§ **Supplied passage**
--- start ---

User talk:Yurik

From OpenStreetMap Wiki
Jump to: navigation, search

SPARQL question

I see that you created SPARQL examples. I have two questions:

Is it feasible to generate list of wikidata entries that

  • have interesting (long or featured) articles on Polish or English Wikipedia
  • have coordinates or are otherwise described as mappable object
  • are without wikipedia/wikidata tag
  • are located in Poland or around some specific location

?

To avoid XY problem - I want to add wikidata entries but I am bored by processing at https://osm.wikidata.link/ bunch of substubs without any interesting content. Also, trying to match major articles may help to detect missing OSM data.

Is it possible to get query result from http://88.99.164.208 using API? https://www.wikidata.org/wiki/Wikidata:SPARQL_query_service/Wikidata_Query_Help/Result_Views is mentioning only manual download

Mateusz Konieczny (talk) 08:32, 9 September 2017 (UTC)

--- end ---

§ **To be done**
1. Reproduce a portion of the SPARQL post verbatim, beginning at the words "SPARQL question" and stopping after "missing OSM data.".
2. Proceed with the SPARQL post, writing on from the point at which it ends.

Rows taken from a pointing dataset
--- start ---

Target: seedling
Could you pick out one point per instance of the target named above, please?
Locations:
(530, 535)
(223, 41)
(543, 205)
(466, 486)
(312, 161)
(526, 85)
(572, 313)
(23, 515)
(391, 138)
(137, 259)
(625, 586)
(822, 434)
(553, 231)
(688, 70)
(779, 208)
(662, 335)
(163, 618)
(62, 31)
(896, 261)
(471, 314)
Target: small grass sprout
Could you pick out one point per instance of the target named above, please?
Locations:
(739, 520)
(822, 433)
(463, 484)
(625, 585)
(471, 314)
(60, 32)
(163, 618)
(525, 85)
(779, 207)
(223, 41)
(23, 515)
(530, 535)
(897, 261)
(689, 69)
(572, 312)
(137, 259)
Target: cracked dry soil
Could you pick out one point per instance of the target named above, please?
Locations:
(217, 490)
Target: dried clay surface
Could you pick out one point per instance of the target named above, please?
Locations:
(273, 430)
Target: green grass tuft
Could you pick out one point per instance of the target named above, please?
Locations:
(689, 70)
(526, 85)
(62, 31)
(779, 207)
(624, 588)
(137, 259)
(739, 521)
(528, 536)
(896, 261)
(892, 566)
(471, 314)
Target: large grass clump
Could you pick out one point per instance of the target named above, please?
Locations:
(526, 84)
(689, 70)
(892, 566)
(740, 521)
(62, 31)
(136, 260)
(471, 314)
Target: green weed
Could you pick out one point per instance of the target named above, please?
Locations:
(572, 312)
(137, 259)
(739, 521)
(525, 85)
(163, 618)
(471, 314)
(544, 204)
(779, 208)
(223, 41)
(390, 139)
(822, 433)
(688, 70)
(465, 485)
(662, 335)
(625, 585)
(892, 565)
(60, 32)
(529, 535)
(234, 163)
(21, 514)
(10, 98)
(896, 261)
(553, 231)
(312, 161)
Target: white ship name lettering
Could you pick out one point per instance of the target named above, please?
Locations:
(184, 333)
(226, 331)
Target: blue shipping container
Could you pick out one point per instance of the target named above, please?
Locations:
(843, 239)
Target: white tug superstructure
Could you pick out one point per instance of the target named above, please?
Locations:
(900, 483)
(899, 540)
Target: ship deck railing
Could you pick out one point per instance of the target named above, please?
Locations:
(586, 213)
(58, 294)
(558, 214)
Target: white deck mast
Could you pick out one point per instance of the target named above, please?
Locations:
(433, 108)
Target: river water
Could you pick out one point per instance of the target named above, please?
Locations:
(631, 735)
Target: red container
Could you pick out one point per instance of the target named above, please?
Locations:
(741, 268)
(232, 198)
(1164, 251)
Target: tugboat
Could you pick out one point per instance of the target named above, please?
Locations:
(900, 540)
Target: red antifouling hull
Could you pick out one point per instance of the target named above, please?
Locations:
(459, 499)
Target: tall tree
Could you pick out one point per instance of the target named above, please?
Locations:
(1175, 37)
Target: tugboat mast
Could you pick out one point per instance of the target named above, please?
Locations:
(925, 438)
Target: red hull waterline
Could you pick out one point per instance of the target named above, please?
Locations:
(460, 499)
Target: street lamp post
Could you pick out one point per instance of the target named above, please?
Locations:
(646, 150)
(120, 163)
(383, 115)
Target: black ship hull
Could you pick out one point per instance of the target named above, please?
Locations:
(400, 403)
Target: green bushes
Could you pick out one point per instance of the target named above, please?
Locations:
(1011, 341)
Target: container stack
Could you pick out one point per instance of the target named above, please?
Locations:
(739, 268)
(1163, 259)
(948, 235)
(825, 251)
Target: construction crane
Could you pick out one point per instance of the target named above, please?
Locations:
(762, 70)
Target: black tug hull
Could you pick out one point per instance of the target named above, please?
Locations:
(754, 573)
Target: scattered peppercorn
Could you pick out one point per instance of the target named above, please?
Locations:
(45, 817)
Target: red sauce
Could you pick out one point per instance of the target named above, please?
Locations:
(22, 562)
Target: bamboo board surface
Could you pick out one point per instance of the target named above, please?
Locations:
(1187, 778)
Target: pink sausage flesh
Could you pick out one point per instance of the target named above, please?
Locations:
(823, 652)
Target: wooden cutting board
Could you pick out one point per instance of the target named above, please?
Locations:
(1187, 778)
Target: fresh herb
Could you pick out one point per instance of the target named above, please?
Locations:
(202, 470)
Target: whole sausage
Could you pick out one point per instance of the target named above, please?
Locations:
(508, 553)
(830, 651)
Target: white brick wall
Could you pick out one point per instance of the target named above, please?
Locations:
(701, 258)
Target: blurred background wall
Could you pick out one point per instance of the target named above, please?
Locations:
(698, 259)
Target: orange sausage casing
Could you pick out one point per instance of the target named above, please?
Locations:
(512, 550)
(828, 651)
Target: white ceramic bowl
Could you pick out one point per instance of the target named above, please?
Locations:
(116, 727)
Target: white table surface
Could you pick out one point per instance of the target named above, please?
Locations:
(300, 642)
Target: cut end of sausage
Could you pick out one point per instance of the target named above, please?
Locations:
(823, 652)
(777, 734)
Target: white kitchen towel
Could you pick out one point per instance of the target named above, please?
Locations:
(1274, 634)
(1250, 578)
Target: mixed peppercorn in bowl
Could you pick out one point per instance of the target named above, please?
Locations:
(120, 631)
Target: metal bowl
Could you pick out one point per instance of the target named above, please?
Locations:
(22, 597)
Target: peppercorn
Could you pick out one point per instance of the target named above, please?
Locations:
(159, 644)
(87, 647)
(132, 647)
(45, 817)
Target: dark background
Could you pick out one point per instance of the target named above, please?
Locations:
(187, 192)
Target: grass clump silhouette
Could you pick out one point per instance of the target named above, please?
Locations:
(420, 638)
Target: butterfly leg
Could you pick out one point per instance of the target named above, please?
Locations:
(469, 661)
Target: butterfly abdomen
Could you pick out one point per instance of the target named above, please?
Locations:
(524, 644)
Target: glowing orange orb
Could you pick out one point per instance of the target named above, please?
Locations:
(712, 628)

--- end ---

§ **The replies**
1.
SPARQL question

I see that you created SPARQL examples. I have two questions:

Is it feasible to generate list of wikidata entries that

  • have interesting (long or featured) articles on Polish or English Wikipedia
  • have coordinates or are otherwise described as mappable object
  • are without wikipedia/wikidata tag
  • are located in Poland or around some specific location

?

To avoid XY problem - I want to add wikidata entries but I am bored by processing at https://osm.wikidata.link/ bunch of substubs without any interesting content. Also, trying to match major articles may help to detect missing OSM data.

2.
Hi Mateusz, yes to all of the above :) First, you may want to take a look at the main WDQS (click "Examples" there) - it has a lot of Wikidata-only examples and info. Also some help links too. You may use the API directly (look in the browser debugger at the request it sends, and do the same). Its a simple GET request. Or you can use my python code, with http://88.99.164.208/bigdata/sparql endpoint. I will post the queries here in a bit. --Yurik (talk) 01:06, 10 September 2017 (UTC)
P.S. Mateusz, I wrote a query per above and added it to examples. --Yurik (talk) 02:44, 10 September 2017 (UTC)
P.P.S Wikidata does not store article length, but it has page views counts, and how many different wiki languages have an article on the topic. Both are very good indicators of which objects should be shown first.
Is it possible to exclude events? Note that I am not interested in limiting to subclasses of Q618123 (that should be easier, but many entries in Wikidata lack "instance of"). I tried in Wikidata Query Service
SELECT ?item ?itemLabel
WHERE
{
  ?item wdt:P625 ?location.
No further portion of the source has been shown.